Short task :: Update the entries below by replacing every occurrence of "Point out" with "Indicate", leaving all other text unchanged.

Extracted records ::
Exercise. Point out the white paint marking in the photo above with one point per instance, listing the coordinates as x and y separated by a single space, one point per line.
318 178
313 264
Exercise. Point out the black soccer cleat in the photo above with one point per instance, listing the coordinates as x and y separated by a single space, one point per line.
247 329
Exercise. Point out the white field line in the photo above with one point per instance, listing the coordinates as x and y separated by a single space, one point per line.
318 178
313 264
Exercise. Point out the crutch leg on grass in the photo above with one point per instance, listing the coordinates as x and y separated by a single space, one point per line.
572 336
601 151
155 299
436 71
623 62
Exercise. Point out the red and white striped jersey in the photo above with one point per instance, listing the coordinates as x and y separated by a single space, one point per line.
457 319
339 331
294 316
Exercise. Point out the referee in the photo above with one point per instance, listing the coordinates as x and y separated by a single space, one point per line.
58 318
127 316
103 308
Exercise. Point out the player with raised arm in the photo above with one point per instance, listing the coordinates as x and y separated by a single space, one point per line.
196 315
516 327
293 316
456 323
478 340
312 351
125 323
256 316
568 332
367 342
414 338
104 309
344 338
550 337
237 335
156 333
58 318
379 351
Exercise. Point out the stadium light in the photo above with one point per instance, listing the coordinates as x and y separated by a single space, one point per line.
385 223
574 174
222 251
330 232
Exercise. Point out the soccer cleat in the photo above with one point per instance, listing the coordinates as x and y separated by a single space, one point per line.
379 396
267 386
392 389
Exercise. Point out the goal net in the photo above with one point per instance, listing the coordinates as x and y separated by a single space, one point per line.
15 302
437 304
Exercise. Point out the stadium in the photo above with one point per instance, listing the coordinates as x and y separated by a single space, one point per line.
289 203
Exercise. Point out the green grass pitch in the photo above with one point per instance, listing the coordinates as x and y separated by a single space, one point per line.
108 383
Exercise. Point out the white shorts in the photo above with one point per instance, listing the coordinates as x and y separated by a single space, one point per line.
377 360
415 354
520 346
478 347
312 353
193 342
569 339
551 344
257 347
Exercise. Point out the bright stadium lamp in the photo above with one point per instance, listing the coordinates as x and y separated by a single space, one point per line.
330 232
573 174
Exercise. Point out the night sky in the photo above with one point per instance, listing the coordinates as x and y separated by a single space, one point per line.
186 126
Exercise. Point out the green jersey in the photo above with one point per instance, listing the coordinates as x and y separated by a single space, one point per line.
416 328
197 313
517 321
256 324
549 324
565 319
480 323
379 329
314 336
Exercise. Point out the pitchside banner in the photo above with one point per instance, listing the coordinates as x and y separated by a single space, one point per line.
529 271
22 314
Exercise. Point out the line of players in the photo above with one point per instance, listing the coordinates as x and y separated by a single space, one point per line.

Answer to this exercise ::
Exercise. Indicate the white paint marking in the photo above with one point per instance, listing the coordinates as x and y separated by a single space, one point per line.
318 178
313 264
Exercise. Indicate the black soccer cleat in the photo above with one point per instance, listing the coordinates as x and y separated by a single space, one point per line.
247 329
Exercise. Indicate the white field line in the photo above with one point per instance, listing the coordinates as x and y separated by a single space, one point per line.
318 178
313 264
Exercise. Indicate the crutch leg on grass in the photo above with one point per instance, listing the coordinates as x and y separated by a single space, one point per line.
572 336
601 151
155 299
436 71
623 62
Exercise. Indicate the red and white striped jersey in the photo above with one point per instance, listing the coordinates as x and y separated by a single space, one point per line.
457 319
339 331
294 316
Exercise. Indicate the referee in the photo above with one point per instance, listing the coordinates as x and y separated by a single space, one point per line.
58 318
127 316
103 308
Exercise. Indicate the player with raised arm in the photo above with one point per instance, listing the coordinates as x and y separated by a single space, one point per line.
196 315
516 327
293 316
456 323
478 340
312 351
125 323
256 316
568 332
367 342
414 338
104 309
344 338
550 337
237 335
156 333
58 318
379 351
Exercise. Indicate the stadium light in the photo above with one point per instance, listing the coordinates as x and y separated by a single space, one point per line.
385 223
574 174
222 251
330 232
Exercise. Indicate the soccer cleat in the photo above with one point per instance, listing the coordinates as x and y separated by a single space, one point per line.
379 396
267 386
392 389
Exercise. Indicate the goal net in the photo above with one point per instance, listing the coordinates as x and y separated by a single space, one point per line.
15 302
437 304
Exercise. Indicate the stadium in the photo above with one point per instance, listing the coordinates as x and y separated by a single space, one point per line.
289 203
Exercise. Indicate the green grass pitch in the photo above with one point per instance, listing the coordinates as x and y separated by a single space, one point per line.
108 383
Exercise. Indicate the white shorts in the photo above with one point per instance, listing the coordinates as x and y separated by a single space, one point per line.
377 360
415 354
520 346
478 347
312 353
193 342
569 339
551 344
257 347
Exercise. Indicate the bright stadium lamp in the photo above with one point per instance, listing the coordinates as x and y separated by a single space, one point per line.
330 232
573 174
Exercise. Indicate the night sky in the photo above with one point per instance, listing the coordinates as x and y separated by a single space, one point per line.
186 126
Exercise. Indicate the green jersey in the photo above with one point per instance, listing the coordinates as x and y separated by a single space, one point per line.
416 328
197 313
517 321
256 324
549 324
565 319
480 323
379 329
314 336
Exercise. Indicate the pitchside banner in the photo above with one point per instance, listing the coordinates as x and y separated by a single space, one point per line.
529 271
22 314
Exercise. Indicate the line of players in the photo above with one point per instance, listing the coordinates as x and y separated by a single space, one point per line.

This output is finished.